_PASSAGE PROVIDED:_
########

Frankly, with all due respect, if President Bush was a flake during the Vietnam War, the harm he did to the nation by that is of absolutely no account compared to what he's done since climbing over all those uncounted ballots into the White House.
In the fashion of the most out-of-control frat house lost weekend binge, this president and his cronies have wreaked wanton destruction on the national fabric, starting with stealing the 2000 election, and progressing to the lightning-fast liquidation of the national surplus, the loss of hundreds of thousands of jobs and the launch of one of the worst cases of imperialistic, "Manifest Destiny"-style roughshod invasions of a foreign land in the nation's history.
In the context of all this, Bush and his henchmen, in the fashion of blocking the access by worried parents to the trashed frat house, have mastered the habit of shrugging their shoulders and lying vigorously about what's really inside.
Who really cares about indiscretions in the Vietnam days? They matter little more to the national interest than consensual extra-marital relationships in the Oval Office.
Lying, on the other hand, lying to the American people and the leaders of the United Nations, really matters, especially on matters as important as war and peace.

########

_GOAL OF THE EXERCISE:_ Carry on the opinion piece about President Bush, starting after its last sentence. The rows that follow are separate material and do not belong to the opinion piece above.

########

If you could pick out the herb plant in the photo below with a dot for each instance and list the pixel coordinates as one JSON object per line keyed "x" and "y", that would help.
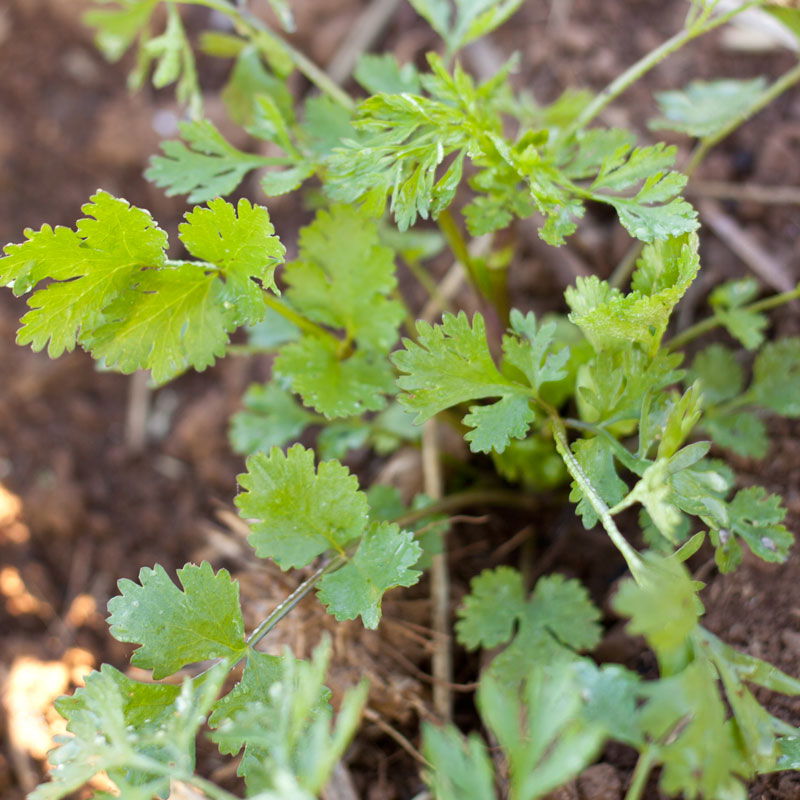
{"x": 603, "y": 398}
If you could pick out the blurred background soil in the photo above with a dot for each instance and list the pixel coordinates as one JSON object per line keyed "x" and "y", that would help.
{"x": 82, "y": 505}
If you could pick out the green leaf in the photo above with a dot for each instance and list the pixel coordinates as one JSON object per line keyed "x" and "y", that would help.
{"x": 756, "y": 517}
{"x": 609, "y": 318}
{"x": 719, "y": 372}
{"x": 464, "y": 20}
{"x": 171, "y": 319}
{"x": 742, "y": 433}
{"x": 117, "y": 723}
{"x": 332, "y": 385}
{"x": 489, "y": 613}
{"x": 240, "y": 242}
{"x": 728, "y": 301}
{"x": 300, "y": 512}
{"x": 175, "y": 627}
{"x": 261, "y": 673}
{"x": 383, "y": 560}
{"x": 663, "y": 607}
{"x": 776, "y": 377}
{"x": 294, "y": 755}
{"x": 460, "y": 768}
{"x": 704, "y": 108}
{"x": 542, "y": 730}
{"x": 206, "y": 166}
{"x": 449, "y": 364}
{"x": 271, "y": 418}
{"x": 118, "y": 25}
{"x": 383, "y": 74}
{"x": 90, "y": 265}
{"x": 558, "y": 620}
{"x": 596, "y": 458}
{"x": 343, "y": 277}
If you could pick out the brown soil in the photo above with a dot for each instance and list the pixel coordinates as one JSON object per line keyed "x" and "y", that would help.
{"x": 79, "y": 509}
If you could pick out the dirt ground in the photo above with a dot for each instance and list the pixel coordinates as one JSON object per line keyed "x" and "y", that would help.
{"x": 81, "y": 506}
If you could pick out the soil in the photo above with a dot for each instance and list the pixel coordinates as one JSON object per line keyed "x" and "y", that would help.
{"x": 81, "y": 505}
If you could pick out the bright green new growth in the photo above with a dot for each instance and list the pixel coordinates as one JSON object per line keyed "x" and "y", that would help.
{"x": 114, "y": 292}
{"x": 603, "y": 401}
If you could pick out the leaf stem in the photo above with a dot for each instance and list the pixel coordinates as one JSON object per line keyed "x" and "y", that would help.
{"x": 306, "y": 325}
{"x": 290, "y": 601}
{"x": 786, "y": 81}
{"x": 472, "y": 497}
{"x": 640, "y": 774}
{"x": 708, "y": 324}
{"x": 620, "y": 84}
{"x": 630, "y": 555}
{"x": 266, "y": 39}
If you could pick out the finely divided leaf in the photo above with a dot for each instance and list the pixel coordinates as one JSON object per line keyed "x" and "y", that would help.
{"x": 705, "y": 108}
{"x": 299, "y": 511}
{"x": 204, "y": 167}
{"x": 117, "y": 725}
{"x": 384, "y": 559}
{"x": 558, "y": 620}
{"x": 175, "y": 627}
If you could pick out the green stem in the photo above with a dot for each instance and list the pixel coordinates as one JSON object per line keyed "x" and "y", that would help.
{"x": 289, "y": 602}
{"x": 306, "y": 325}
{"x": 630, "y": 555}
{"x": 706, "y": 325}
{"x": 653, "y": 58}
{"x": 640, "y": 775}
{"x": 266, "y": 40}
{"x": 472, "y": 497}
{"x": 786, "y": 81}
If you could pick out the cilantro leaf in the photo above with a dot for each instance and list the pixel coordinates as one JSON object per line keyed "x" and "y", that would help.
{"x": 171, "y": 319}
{"x": 118, "y": 724}
{"x": 663, "y": 607}
{"x": 383, "y": 560}
{"x": 333, "y": 385}
{"x": 776, "y": 377}
{"x": 115, "y": 293}
{"x": 461, "y": 768}
{"x": 91, "y": 265}
{"x": 271, "y": 418}
{"x": 558, "y": 619}
{"x": 542, "y": 730}
{"x": 464, "y": 20}
{"x": 206, "y": 166}
{"x": 176, "y": 627}
{"x": 704, "y": 108}
{"x": 728, "y": 301}
{"x": 609, "y": 318}
{"x": 596, "y": 458}
{"x": 300, "y": 512}
{"x": 295, "y": 754}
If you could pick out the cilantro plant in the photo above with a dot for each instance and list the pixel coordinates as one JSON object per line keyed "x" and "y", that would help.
{"x": 602, "y": 404}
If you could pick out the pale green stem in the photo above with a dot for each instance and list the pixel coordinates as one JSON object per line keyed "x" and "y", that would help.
{"x": 261, "y": 35}
{"x": 652, "y": 59}
{"x": 289, "y": 602}
{"x": 597, "y": 503}
{"x": 640, "y": 775}
{"x": 706, "y": 325}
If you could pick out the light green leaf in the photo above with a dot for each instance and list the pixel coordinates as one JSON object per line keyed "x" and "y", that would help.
{"x": 299, "y": 512}
{"x": 175, "y": 627}
{"x": 776, "y": 377}
{"x": 332, "y": 385}
{"x": 116, "y": 723}
{"x": 240, "y": 242}
{"x": 205, "y": 167}
{"x": 383, "y": 560}
{"x": 705, "y": 108}
{"x": 271, "y": 418}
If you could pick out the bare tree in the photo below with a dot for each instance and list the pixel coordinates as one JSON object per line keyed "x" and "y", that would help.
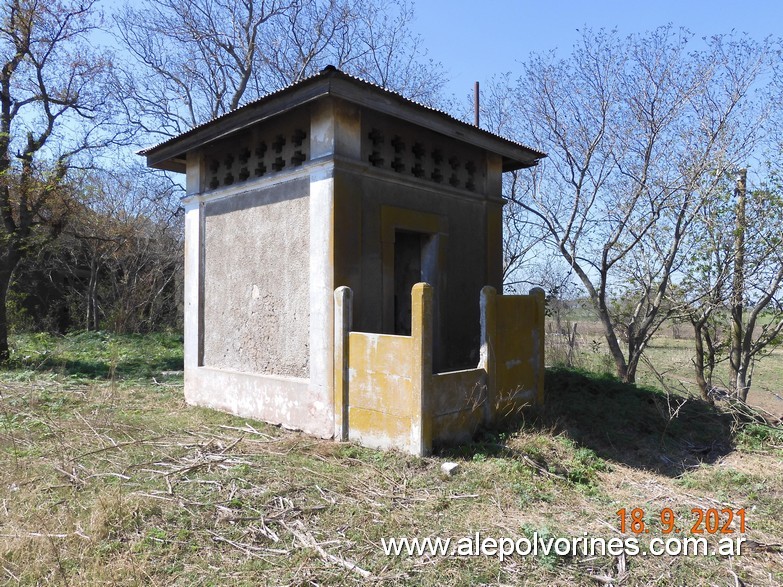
{"x": 193, "y": 60}
{"x": 638, "y": 131}
{"x": 54, "y": 111}
{"x": 733, "y": 290}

########

_RESPONSE TO THIS TASK:_
The only thing that has buoyed the president's popularity and performance ratings, even as fast as they are now sinking, has been the stubborn unwillingness of millions of honorable and law abiding American citizens to believe, on principle, that their president would look them straight in the eye and deliberately lie, in particular about something like war, something that puts thousands of our own sons and daughters in harm's way and inflicts such pain, misery and death upon countless innocents.
It's only as the evidence becomes overwhelming and irrefutable does that innate, and meritorious, resolve to believe the nation's leaders erode and melt away. The trend line of the president's popularity ratings suggests this is now beginning to happen.
On its editorial page Tuesday, the News York Times unleashed a scathing attack on the president entitled, "Distorting the Intelligence."
It began, "The Senate Intelligence Committee made the right call last week when it decided to examine whether top administration officials had exaggerated or misused the intelligence on Iraq's weapons programs."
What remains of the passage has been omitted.